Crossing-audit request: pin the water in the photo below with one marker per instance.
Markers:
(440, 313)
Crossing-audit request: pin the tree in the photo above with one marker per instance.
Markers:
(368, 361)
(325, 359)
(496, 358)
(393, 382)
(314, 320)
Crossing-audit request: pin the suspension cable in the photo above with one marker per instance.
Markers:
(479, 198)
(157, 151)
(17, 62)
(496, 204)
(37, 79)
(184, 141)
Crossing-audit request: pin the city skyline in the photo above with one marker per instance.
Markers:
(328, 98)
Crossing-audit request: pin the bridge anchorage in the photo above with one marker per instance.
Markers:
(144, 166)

**Given exercise:** Can you write out every row above again, word for word and unchanged?

**Answer below:**
Crossing-audit request: pin the water in the photo below with one marker per instance.
Markers:
(440, 313)
Crossing-audit request: pin the tree in the photo above with one marker per instance.
Markers:
(368, 361)
(325, 359)
(496, 358)
(393, 382)
(314, 320)
Crossing-audit request: pin the suspension cable in the photo above with one marker per instance.
Markers:
(479, 198)
(157, 151)
(17, 62)
(496, 204)
(37, 79)
(184, 141)
Crossing-audit request: pin the city skyline in the photo above with one marker per instance.
Markers:
(328, 98)
Crossing-audit request: pin the bridge anchorage in the photo above with one marker per instance.
Markers:
(144, 166)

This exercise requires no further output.